> **Given task A**: Can you quote the entries verbatim, everything from the start of the first entry down to the line containing "left=869, top=0, right=1207, bottom=37"?

> **Text**:
---

Normal Zope folders cause no such problem. Only CMF and Plone instances cause this problem when virtual host monster maps a domain to their paths.
It's not even a CatalogAwareness problem either since a simple call to an object's getPhysicalPath() via urls can demonstrate what's happening internally:
- Add a CMF site named 'CMF'.
- Add and set up a virtual host monster in such a way that a certain domain, www.example.com, for example, maps to the path of the CMF instance created above.
- create a DTML method called 'test'
A call to this DTML method's getPhysicalPath() with the URL "http://www.example.com/test/getPhysicalPath" returns: ('', 'CMF', 'test')
The URL "http://www.example.com/CMF/test/getPhysicalPath" returns: ('', 'CMF', 'CMF', 'test')
The URL "http://www.example.com/CMF/CMF/CMF/CMF/test/getPhysicalPath" returns: ('', 'CMF', 'CMF', 'CMF', 'CMF', 'CMF', 'test')
You get the idea. Without VHM, the problem disappears.
With VHM, one can create tons of duplicate entries in the portal_catalog as demonstrated above.
I suspect the getPhysicalPath() method overriden in the CMF package doesn't behave well with VHM.

---

> **Records for processing**:
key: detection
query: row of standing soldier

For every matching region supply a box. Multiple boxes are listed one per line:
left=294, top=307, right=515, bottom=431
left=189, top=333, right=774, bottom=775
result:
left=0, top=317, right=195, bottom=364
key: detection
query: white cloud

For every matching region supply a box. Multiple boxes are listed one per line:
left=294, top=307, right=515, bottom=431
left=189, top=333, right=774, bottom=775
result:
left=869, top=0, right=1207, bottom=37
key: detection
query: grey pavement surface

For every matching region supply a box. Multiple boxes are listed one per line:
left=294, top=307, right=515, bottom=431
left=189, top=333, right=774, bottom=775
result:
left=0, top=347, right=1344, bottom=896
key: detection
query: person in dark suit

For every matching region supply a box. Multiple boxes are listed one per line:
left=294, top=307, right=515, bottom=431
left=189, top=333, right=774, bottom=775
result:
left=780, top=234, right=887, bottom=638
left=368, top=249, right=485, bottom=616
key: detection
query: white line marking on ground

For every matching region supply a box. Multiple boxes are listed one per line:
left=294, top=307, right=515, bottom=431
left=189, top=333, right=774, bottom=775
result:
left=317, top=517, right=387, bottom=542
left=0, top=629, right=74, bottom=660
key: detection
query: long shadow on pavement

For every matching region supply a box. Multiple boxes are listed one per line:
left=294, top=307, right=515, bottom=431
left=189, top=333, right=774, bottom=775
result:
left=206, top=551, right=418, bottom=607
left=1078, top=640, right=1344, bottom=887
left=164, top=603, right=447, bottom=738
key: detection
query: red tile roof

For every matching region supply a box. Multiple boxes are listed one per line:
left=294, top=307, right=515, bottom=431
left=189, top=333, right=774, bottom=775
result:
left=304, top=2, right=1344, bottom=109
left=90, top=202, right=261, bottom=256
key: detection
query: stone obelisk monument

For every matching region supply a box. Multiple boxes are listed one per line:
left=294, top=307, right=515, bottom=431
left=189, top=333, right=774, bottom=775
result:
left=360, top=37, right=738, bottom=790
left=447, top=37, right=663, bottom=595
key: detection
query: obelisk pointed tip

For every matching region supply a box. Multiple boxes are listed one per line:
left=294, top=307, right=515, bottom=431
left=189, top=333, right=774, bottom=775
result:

---

> **Given task B**: Can you extend the post about Virtual Host Monster producing wrong getPhysicalPath() results in CMF sites, picking up after its final sentence?

> **Answer A**:
key: detection
query: row of standing soldier

For every matching region supply a box. Multiple boxes are listed one per line:
left=294, top=307, right=515, bottom=431
left=189, top=333, right=774, bottom=775
result:
left=0, top=317, right=195, bottom=364
key: detection
query: white cloud

For every matching region supply a box. Multiple boxes are listed one per line:
left=294, top=307, right=515, bottom=431
left=189, top=333, right=774, bottom=775
result:
left=869, top=0, right=1207, bottom=37

> **Answer B**:
I'm cc'ing this to the CMF maillinglist since it's more of a CMF problem :-)
How can I fix it? (or is it fixed in the upcoming CMF 1.4 ?)
Worse yet, I can reproduce this without a VHM, though, just to be sure, I had a VHM before on that server. I added a fresh CMF site, "CMF" and went directly (no apache in between) to http://myserver:8080/CMF/CMF/getPhysicalPath and got ('','CMF','CMF') Duh! But I can only reproduce this with the PortalSite object for now, I suspected SkinnableFolder would also exhibit this bug, but didn't. Further, I deleted any subobjects (all *_tool objects etc.) from the PortalSite object and the same happened. Ok, here's a workaround which should work: Add a normal folder (stock zope) named 'CMF' (or whatever your Portal Site object is called) as a subobject to the Portal Side object. This will prevent it from acquiring itself and causing this havoc. HTH, oliver
But I can only reproduce this with the PortalSite object for now, I suspected SkinnableFolder would also exhibit this bug, but didn't. Further, I deleted any subobjects (all *_tool objects etc.) from the PortalSite object and the same happened.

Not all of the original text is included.